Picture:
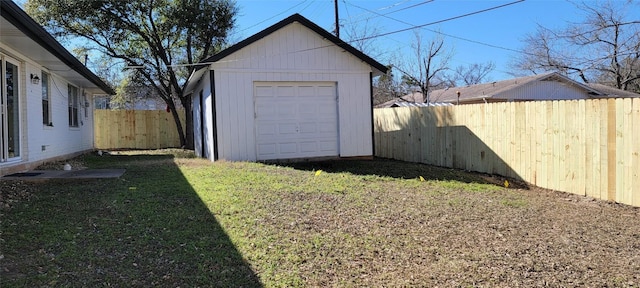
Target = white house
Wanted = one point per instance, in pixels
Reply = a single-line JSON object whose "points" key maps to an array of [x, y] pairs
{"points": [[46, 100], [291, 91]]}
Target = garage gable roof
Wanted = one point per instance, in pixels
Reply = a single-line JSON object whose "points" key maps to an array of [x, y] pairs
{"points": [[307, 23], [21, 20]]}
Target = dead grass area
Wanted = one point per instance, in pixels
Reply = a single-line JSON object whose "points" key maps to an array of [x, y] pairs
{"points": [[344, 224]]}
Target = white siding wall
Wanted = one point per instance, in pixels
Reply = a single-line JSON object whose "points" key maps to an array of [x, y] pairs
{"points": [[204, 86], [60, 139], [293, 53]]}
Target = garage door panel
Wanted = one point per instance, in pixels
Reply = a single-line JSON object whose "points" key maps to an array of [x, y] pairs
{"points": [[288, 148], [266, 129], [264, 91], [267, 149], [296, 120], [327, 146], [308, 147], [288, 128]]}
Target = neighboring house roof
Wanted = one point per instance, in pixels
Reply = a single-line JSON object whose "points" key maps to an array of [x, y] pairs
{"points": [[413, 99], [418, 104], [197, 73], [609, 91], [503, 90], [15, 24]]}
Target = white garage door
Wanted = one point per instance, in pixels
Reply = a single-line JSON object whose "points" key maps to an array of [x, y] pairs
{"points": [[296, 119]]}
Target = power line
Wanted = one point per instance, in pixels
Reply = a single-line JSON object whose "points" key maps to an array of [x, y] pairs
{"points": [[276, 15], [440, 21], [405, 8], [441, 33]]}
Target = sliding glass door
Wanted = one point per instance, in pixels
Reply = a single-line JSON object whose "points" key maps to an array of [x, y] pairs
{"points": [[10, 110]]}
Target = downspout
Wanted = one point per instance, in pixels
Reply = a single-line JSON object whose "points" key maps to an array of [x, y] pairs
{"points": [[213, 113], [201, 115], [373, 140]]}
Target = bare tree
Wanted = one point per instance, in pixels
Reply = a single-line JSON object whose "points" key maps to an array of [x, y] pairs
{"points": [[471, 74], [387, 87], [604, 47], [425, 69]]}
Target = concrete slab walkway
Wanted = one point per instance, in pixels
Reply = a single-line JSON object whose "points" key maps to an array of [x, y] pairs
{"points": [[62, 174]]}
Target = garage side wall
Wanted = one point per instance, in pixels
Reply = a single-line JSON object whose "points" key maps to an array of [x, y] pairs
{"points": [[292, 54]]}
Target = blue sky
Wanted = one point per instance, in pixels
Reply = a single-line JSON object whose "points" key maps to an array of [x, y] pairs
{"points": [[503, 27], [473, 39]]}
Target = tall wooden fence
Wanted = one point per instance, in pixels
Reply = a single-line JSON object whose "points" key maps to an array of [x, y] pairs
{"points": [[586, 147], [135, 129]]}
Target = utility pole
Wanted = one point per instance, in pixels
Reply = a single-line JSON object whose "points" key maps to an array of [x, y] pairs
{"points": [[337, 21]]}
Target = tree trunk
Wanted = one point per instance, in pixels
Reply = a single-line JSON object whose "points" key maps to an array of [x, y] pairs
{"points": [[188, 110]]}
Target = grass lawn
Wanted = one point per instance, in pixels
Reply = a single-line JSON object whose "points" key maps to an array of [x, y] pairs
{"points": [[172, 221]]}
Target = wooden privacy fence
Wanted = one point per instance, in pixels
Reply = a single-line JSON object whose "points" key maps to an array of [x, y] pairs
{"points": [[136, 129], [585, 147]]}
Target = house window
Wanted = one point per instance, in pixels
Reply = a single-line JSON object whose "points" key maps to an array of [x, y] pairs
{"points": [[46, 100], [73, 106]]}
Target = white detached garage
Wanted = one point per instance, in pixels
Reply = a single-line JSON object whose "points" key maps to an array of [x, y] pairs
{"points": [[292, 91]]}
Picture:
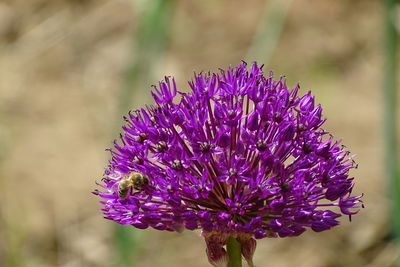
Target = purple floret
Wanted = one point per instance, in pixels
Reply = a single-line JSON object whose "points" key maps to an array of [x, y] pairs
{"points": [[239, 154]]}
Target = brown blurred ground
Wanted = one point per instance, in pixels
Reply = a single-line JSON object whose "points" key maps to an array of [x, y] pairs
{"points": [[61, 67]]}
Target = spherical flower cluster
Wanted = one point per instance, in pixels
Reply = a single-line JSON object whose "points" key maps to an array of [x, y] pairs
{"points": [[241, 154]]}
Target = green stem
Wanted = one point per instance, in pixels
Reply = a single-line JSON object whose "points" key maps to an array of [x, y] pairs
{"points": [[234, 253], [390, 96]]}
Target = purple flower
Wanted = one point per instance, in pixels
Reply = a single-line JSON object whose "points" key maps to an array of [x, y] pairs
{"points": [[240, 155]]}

◇ ◇ ◇

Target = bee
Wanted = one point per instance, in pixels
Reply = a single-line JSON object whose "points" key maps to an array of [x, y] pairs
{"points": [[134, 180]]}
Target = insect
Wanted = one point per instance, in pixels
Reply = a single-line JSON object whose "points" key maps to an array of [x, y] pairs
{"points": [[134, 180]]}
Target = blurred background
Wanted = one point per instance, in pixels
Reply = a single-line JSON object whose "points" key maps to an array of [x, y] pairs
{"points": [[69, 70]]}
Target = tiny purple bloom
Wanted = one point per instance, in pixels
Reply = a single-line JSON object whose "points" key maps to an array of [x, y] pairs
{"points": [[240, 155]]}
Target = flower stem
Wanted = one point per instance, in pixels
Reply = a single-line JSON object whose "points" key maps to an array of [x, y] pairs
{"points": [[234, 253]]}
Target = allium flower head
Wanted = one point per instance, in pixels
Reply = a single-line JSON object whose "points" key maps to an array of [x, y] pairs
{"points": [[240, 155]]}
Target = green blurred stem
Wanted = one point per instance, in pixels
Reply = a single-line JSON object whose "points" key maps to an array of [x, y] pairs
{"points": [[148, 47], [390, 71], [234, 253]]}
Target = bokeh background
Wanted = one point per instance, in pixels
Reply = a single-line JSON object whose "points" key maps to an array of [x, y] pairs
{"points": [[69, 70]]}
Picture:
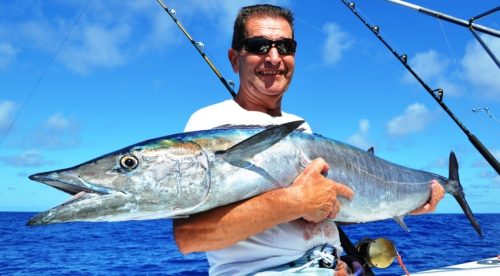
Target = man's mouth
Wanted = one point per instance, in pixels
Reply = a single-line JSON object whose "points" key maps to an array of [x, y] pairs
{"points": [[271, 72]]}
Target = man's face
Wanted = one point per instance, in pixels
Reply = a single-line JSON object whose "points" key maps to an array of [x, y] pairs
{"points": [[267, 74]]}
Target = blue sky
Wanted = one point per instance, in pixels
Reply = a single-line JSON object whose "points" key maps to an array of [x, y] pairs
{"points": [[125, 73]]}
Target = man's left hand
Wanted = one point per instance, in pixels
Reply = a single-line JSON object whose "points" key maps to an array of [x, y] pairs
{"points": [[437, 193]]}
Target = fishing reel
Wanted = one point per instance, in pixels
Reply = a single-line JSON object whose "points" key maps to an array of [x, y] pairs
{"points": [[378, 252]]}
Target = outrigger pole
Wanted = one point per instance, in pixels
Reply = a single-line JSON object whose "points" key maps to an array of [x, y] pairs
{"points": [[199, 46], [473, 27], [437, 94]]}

◇ ◇ ◇

= DIRECTIVE =
Which lines in the entries above contain the word "grass"? Copy out each of them.

= WORKED SOLUTION =
Target = dead grass area
Target = grass lawn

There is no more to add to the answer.